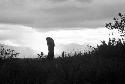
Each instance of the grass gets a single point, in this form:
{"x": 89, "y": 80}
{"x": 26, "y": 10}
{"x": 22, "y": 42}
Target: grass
{"x": 104, "y": 65}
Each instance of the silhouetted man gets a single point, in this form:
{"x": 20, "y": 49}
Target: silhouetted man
{"x": 50, "y": 44}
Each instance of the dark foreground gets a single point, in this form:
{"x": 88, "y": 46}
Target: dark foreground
{"x": 104, "y": 65}
{"x": 69, "y": 70}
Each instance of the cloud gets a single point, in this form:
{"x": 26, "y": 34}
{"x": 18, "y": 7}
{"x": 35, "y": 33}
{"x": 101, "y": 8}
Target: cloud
{"x": 47, "y": 15}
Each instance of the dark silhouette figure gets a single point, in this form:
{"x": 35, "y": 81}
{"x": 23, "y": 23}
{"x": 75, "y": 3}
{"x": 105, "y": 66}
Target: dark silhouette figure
{"x": 50, "y": 44}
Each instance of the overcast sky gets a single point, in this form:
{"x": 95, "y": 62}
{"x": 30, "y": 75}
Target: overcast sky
{"x": 20, "y": 20}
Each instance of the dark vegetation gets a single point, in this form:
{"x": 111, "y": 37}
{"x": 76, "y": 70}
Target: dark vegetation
{"x": 103, "y": 65}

* _Exercise details_
What is needed is the listing above, repeated verbatim, without its images.

* _Written answer_
Each instance of the grass gets a single point, in this form:
{"x": 89, "y": 80}
{"x": 26, "y": 10}
{"x": 22, "y": 42}
Target: grass
{"x": 104, "y": 65}
Each instance of the silhouetted man gets a single point, in this form:
{"x": 20, "y": 49}
Target: silhouetted man
{"x": 50, "y": 44}
Each instance of the dark foreground gets a single point, in this form:
{"x": 88, "y": 46}
Target: dark foreground
{"x": 104, "y": 65}
{"x": 69, "y": 70}
Each instance of the cloud gets a single point, in this form:
{"x": 26, "y": 34}
{"x": 18, "y": 7}
{"x": 35, "y": 33}
{"x": 101, "y": 8}
Target: cloud
{"x": 47, "y": 15}
Each instance of the dark silhouette figure gets a single point, in this form:
{"x": 35, "y": 81}
{"x": 23, "y": 23}
{"x": 75, "y": 3}
{"x": 105, "y": 66}
Target: dark silhouette figure
{"x": 50, "y": 44}
Each instance of the overcast sky gets a single point, in this form:
{"x": 95, "y": 62}
{"x": 30, "y": 75}
Target: overcast sky
{"x": 20, "y": 20}
Each instance of the dark vegetation gets a single point, in this form:
{"x": 111, "y": 37}
{"x": 76, "y": 70}
Target: dark vegetation
{"x": 103, "y": 65}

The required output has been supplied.